> Stored data

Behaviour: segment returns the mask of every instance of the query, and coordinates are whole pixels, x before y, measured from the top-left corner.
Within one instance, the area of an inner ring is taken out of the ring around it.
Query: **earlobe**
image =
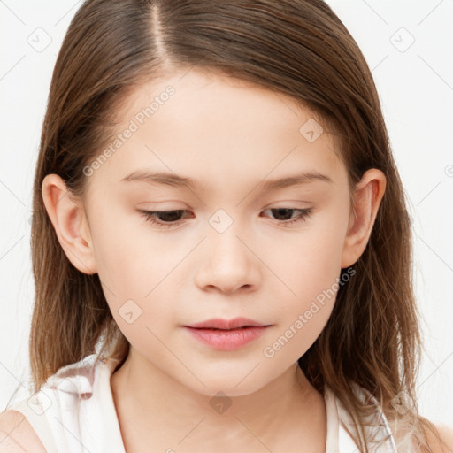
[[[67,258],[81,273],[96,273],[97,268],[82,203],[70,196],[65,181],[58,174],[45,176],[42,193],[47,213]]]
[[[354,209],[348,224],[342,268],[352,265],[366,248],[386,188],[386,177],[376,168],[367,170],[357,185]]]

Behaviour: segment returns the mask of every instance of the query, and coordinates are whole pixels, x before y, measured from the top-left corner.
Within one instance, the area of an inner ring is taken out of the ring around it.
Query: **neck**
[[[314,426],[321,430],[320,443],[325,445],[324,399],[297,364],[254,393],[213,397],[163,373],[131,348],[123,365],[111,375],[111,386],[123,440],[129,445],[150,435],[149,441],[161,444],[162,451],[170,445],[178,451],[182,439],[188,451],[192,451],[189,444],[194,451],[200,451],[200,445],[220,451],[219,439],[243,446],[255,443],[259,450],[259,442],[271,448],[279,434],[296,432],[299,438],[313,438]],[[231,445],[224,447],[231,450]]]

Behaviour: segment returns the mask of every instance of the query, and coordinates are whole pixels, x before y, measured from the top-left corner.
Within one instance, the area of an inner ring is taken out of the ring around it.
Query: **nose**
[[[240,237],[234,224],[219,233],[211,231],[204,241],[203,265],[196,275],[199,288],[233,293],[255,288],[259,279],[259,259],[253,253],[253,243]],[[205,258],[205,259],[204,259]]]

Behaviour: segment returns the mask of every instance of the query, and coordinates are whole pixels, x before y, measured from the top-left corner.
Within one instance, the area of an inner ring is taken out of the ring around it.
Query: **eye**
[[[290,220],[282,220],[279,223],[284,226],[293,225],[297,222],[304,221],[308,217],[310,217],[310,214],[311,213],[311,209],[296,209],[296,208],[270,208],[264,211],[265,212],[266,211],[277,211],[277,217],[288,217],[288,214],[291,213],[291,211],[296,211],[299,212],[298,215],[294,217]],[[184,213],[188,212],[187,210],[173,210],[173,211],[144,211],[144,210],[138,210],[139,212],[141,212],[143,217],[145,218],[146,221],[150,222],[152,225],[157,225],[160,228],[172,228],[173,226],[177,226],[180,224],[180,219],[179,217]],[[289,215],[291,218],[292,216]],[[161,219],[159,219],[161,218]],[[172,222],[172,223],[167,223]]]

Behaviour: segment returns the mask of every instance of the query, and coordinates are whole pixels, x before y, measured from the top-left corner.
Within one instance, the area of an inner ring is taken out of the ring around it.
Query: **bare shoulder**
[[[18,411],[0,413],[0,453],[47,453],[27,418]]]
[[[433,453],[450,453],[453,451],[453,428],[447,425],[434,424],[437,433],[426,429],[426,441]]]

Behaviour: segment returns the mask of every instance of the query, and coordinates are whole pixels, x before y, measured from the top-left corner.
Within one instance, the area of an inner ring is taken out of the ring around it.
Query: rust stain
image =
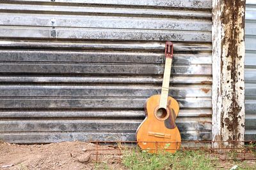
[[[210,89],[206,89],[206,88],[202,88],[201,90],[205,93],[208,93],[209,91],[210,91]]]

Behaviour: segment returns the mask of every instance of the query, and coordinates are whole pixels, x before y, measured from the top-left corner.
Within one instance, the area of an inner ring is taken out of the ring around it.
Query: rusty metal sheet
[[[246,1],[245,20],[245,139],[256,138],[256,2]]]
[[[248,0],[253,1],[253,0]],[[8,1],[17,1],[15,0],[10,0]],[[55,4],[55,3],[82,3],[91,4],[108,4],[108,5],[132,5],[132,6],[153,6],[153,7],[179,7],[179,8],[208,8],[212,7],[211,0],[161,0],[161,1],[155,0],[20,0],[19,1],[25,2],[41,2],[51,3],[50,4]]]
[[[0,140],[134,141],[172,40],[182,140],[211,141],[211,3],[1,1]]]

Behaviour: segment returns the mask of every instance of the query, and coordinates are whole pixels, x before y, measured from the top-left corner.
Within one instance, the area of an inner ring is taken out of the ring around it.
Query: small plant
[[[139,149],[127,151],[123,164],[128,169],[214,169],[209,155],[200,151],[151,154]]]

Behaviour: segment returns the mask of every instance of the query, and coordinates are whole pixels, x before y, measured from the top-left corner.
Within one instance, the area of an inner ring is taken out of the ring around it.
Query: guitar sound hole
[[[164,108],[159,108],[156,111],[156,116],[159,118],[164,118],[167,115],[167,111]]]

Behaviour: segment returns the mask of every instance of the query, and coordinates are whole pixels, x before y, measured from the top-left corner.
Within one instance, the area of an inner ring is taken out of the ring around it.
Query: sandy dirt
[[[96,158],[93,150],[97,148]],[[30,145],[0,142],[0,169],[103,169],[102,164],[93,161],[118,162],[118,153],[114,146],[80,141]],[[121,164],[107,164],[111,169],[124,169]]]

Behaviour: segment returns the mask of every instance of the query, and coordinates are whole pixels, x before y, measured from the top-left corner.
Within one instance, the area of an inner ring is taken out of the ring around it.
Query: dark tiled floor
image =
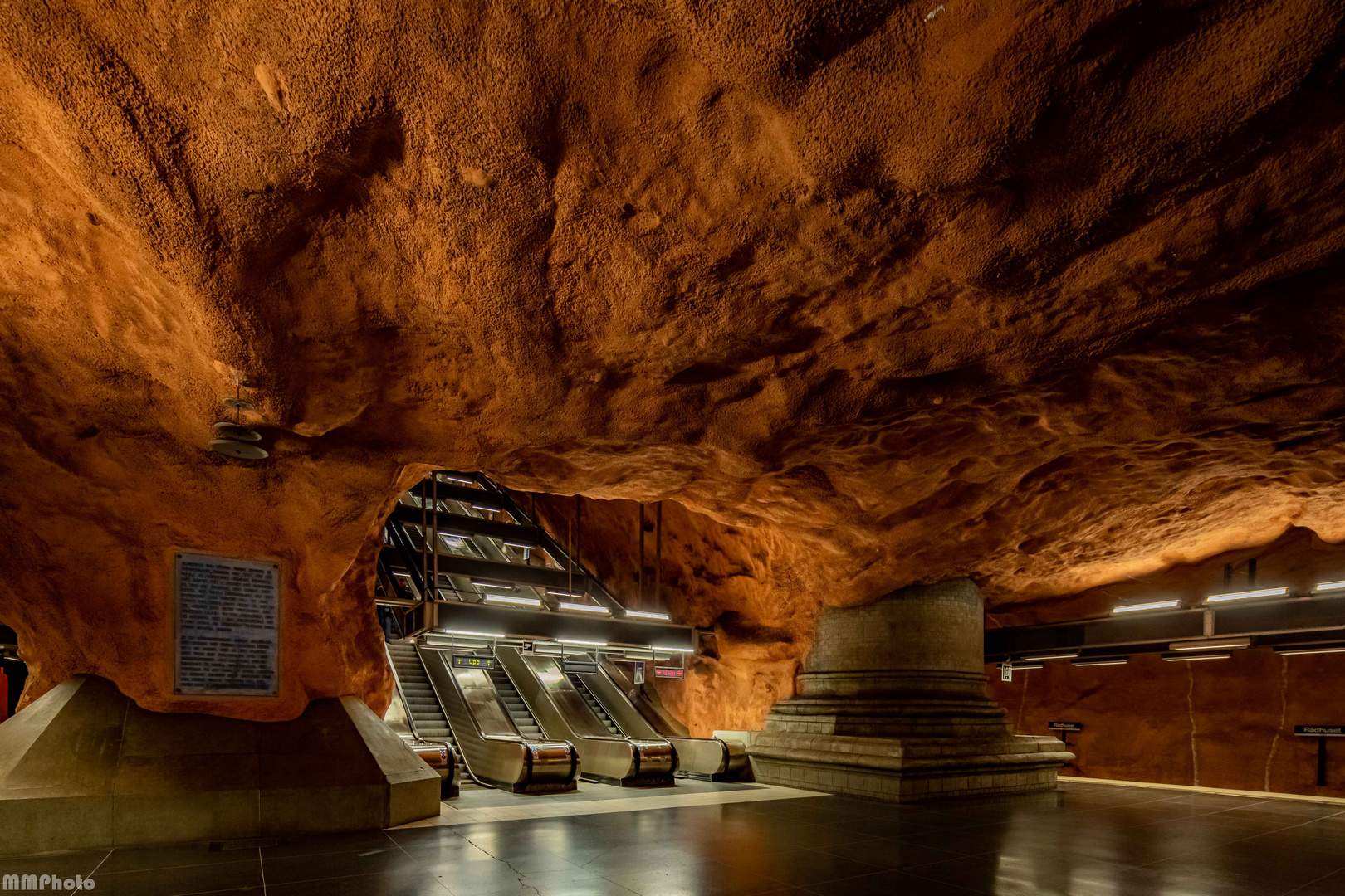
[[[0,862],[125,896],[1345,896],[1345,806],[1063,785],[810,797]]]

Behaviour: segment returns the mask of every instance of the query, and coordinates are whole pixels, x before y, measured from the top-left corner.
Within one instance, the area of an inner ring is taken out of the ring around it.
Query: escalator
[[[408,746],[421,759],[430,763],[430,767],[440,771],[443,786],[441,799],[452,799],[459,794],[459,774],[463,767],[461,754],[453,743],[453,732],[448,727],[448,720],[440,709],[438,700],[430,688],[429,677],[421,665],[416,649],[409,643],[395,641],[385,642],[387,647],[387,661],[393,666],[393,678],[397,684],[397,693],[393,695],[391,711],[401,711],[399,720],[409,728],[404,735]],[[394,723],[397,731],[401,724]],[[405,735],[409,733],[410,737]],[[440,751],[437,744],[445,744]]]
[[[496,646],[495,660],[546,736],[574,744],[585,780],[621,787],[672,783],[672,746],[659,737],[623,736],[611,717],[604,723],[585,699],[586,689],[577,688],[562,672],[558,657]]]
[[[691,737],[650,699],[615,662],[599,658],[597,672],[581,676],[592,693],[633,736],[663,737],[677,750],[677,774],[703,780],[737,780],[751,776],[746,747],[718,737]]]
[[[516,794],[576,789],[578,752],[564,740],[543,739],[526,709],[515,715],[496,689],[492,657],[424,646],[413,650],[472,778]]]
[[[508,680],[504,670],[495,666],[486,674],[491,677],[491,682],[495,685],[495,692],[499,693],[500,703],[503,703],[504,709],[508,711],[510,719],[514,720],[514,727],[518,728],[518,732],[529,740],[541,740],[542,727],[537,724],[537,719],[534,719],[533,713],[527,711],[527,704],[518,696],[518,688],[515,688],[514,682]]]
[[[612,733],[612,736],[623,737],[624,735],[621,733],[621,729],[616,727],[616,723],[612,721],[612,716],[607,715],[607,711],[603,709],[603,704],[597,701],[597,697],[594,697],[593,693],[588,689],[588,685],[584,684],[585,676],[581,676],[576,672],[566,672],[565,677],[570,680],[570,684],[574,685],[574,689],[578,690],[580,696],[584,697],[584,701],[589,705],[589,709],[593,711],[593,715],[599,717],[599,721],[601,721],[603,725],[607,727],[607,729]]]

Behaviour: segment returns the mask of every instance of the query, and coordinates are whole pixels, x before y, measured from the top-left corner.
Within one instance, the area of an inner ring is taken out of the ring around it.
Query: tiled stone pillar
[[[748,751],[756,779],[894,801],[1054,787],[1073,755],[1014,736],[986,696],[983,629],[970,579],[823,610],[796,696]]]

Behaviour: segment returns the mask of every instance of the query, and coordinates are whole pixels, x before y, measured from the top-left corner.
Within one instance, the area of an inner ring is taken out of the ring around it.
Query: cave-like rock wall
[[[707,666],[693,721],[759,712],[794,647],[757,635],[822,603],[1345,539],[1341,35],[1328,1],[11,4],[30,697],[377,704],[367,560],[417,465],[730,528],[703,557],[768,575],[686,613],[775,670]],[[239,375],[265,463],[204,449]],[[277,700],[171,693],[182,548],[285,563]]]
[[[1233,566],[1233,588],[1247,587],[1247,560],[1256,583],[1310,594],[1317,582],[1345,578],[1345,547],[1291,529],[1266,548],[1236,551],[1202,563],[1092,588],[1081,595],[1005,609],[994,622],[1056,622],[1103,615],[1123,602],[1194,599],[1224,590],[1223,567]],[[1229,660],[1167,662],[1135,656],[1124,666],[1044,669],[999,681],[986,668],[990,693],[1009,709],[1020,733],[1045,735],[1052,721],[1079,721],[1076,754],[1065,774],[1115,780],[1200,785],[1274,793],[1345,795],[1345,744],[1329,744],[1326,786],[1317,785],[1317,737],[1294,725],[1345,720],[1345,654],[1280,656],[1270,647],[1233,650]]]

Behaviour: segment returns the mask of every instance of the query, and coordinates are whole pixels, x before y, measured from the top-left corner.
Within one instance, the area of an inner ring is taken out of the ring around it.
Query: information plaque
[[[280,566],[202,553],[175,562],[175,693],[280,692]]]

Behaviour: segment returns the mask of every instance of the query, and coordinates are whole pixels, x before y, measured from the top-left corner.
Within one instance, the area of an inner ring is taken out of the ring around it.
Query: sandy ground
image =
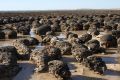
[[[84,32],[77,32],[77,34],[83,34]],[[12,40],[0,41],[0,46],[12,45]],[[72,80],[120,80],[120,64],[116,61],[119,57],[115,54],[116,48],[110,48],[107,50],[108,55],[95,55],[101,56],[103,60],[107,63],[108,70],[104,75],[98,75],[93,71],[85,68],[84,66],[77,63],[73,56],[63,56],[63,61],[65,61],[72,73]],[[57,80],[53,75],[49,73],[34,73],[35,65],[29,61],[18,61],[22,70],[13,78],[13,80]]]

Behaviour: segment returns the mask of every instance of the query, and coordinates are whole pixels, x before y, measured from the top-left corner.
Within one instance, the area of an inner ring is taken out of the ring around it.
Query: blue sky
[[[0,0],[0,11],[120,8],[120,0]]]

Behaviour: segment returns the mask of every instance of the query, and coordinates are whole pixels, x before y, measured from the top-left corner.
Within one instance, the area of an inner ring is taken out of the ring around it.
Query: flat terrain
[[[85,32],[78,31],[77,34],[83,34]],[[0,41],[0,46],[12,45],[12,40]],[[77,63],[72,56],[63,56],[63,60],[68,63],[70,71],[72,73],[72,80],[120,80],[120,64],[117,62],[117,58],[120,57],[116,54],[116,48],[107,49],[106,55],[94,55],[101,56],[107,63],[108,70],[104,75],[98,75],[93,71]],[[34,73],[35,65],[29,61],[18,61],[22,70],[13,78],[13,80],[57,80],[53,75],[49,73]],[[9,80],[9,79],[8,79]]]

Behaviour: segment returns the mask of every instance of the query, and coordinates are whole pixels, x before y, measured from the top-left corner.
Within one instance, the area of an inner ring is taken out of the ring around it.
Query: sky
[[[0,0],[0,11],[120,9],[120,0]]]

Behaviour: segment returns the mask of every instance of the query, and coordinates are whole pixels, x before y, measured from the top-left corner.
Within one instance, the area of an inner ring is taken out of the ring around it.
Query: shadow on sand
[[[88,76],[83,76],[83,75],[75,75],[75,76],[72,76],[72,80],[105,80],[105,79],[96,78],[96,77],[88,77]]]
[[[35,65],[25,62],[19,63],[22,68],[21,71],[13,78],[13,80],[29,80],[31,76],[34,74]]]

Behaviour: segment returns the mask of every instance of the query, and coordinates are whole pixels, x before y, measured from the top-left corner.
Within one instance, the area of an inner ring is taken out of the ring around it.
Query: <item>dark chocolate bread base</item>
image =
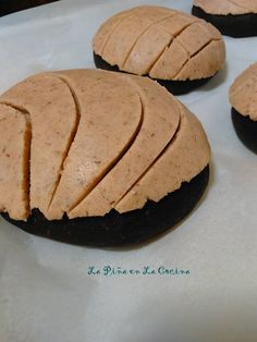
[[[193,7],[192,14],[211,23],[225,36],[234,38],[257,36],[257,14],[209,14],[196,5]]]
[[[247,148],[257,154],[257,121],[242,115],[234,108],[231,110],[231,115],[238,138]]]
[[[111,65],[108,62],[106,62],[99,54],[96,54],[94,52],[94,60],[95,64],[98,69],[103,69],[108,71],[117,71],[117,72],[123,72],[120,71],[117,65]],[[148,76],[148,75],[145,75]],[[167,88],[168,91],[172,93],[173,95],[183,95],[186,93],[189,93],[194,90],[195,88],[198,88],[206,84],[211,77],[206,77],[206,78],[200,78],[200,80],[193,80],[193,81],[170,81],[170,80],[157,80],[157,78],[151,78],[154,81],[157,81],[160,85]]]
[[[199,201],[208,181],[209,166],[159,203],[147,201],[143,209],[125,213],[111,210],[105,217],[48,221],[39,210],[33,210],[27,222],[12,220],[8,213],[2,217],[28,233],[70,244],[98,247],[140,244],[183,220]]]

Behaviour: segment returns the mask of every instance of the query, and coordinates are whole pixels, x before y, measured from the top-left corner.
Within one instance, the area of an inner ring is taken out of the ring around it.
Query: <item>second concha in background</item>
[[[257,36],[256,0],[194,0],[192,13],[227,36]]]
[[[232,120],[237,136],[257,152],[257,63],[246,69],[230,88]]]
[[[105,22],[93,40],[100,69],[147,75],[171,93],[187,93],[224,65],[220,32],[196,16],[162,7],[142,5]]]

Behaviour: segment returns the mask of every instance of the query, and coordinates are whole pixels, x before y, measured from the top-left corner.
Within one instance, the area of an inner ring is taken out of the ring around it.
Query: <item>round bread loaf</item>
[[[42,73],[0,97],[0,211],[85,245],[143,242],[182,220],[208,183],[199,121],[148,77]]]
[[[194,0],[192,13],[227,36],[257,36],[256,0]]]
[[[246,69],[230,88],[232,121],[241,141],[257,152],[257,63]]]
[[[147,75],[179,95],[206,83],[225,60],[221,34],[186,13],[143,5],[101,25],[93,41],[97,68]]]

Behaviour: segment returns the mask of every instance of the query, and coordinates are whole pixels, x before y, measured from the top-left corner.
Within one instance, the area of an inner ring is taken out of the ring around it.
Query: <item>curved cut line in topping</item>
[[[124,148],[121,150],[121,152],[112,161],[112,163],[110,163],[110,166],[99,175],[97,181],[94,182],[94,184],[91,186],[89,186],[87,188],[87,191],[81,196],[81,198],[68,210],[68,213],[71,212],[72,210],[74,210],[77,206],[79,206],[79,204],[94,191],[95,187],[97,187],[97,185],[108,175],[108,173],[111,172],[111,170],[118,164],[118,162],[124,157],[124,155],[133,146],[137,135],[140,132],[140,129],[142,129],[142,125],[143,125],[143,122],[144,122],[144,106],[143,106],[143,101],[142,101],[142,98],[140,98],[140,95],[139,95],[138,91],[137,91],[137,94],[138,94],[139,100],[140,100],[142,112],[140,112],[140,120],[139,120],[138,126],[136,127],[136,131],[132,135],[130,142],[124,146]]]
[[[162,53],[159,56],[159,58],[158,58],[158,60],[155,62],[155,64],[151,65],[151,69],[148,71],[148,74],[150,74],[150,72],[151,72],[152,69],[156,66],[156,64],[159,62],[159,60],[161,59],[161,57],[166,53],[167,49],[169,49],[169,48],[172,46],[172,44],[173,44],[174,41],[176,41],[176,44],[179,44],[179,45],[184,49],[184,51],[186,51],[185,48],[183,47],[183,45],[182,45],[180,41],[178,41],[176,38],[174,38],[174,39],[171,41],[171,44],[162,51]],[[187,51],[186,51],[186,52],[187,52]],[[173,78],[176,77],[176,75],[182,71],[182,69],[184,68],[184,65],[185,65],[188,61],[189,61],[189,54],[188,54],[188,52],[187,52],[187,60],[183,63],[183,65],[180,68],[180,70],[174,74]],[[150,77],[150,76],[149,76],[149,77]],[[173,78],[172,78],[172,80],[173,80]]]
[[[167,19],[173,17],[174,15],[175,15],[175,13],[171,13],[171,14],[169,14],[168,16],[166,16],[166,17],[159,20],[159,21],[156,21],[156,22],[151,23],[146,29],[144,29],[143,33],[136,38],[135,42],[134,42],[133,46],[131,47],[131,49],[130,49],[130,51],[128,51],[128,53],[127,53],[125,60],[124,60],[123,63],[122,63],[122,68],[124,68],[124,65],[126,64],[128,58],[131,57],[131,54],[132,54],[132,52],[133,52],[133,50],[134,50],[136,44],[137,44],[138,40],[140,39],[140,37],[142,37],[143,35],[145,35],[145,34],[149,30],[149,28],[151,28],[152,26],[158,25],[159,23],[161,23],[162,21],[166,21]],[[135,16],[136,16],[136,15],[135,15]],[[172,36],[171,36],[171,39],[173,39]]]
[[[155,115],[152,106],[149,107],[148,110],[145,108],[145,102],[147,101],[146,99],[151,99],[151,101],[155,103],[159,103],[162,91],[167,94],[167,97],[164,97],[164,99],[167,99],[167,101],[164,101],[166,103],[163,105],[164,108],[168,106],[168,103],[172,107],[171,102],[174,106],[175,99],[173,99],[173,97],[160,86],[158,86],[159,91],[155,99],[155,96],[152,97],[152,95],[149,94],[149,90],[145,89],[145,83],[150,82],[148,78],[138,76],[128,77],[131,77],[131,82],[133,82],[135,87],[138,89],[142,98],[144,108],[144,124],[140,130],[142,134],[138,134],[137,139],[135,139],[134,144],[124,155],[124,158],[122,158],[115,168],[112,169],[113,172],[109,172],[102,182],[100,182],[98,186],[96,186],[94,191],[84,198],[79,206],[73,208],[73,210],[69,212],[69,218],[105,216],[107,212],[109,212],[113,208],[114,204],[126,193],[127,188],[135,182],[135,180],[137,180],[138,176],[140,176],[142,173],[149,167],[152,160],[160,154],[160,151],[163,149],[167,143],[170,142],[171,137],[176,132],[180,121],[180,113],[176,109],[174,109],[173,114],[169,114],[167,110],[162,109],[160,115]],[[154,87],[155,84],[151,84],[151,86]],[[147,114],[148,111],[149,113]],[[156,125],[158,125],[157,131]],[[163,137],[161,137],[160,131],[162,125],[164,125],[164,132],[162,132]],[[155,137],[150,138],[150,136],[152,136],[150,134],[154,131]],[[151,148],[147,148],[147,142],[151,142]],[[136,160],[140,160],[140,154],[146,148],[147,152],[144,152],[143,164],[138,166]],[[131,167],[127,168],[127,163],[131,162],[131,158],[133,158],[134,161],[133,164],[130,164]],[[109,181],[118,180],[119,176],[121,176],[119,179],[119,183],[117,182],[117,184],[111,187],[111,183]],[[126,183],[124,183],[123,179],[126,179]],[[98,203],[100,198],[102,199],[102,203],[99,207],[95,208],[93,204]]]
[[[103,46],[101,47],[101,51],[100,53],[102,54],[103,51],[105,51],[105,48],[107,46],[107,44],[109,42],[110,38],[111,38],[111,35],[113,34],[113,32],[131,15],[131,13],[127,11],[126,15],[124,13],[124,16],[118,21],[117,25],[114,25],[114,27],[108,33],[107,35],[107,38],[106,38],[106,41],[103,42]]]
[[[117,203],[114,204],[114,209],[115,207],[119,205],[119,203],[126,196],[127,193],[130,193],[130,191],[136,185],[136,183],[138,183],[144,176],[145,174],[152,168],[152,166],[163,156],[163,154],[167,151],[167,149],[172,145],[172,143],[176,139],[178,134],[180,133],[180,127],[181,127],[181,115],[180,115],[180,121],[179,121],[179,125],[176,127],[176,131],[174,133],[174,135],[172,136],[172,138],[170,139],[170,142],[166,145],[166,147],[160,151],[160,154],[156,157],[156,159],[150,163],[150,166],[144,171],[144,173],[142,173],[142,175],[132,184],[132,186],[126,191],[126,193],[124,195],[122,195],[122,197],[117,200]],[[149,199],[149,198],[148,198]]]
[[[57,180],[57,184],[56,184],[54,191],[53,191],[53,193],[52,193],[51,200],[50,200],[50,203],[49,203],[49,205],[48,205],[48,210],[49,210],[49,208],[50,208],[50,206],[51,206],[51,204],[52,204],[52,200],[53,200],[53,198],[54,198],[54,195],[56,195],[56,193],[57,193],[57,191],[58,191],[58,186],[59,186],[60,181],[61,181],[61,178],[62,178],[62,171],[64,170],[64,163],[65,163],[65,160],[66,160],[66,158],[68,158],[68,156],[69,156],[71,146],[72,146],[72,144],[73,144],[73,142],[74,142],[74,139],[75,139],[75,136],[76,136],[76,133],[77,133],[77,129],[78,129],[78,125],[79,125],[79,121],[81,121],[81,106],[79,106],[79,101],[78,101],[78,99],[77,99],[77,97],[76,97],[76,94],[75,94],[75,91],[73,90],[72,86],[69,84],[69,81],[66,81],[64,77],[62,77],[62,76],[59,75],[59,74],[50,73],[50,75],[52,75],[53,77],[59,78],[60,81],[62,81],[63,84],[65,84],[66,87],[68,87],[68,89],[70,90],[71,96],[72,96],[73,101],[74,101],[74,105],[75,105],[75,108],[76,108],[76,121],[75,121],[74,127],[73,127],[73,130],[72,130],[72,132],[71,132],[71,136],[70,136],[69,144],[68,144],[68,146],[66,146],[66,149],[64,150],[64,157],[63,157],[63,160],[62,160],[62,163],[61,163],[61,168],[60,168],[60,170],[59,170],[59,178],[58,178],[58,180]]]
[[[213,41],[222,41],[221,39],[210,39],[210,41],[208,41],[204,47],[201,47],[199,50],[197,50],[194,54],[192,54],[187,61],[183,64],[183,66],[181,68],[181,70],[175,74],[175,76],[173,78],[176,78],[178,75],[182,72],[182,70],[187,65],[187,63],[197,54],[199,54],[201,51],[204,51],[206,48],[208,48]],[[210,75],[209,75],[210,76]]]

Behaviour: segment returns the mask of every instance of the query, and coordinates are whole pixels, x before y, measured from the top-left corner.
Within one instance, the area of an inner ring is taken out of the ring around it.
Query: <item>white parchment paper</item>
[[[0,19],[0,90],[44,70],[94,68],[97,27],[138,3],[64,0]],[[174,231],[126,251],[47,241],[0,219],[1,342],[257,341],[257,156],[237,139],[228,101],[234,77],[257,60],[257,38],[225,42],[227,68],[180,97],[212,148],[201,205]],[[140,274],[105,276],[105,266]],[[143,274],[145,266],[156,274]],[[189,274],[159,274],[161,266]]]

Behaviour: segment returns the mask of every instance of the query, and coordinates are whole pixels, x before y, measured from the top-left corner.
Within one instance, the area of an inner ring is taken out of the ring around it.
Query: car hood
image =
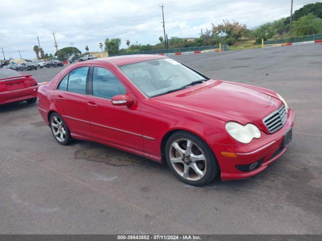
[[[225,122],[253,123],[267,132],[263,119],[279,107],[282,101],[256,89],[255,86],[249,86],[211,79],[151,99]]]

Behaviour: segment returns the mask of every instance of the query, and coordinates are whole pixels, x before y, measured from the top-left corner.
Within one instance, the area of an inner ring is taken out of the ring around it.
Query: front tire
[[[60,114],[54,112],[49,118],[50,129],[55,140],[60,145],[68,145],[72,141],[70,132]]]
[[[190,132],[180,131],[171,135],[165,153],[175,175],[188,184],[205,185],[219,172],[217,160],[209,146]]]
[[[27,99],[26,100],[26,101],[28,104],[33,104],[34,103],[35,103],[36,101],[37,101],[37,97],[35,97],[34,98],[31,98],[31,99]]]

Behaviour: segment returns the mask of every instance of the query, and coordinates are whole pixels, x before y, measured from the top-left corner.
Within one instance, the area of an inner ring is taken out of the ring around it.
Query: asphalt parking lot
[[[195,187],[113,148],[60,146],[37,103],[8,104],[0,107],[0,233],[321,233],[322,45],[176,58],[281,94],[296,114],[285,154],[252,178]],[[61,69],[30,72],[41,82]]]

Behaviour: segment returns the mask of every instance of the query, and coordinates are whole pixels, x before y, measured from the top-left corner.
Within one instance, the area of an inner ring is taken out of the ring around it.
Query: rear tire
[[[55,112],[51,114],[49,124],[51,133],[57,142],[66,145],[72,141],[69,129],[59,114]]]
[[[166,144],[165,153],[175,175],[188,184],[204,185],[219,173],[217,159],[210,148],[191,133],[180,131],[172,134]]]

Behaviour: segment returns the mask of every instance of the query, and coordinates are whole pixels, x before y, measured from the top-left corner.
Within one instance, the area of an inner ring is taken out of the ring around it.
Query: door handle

> The request
Pick out and copy every line in the data above that contains the string "tiled". Case matters.

> Expected answer
Query: dark tiled floor
Query: tiled stone pillar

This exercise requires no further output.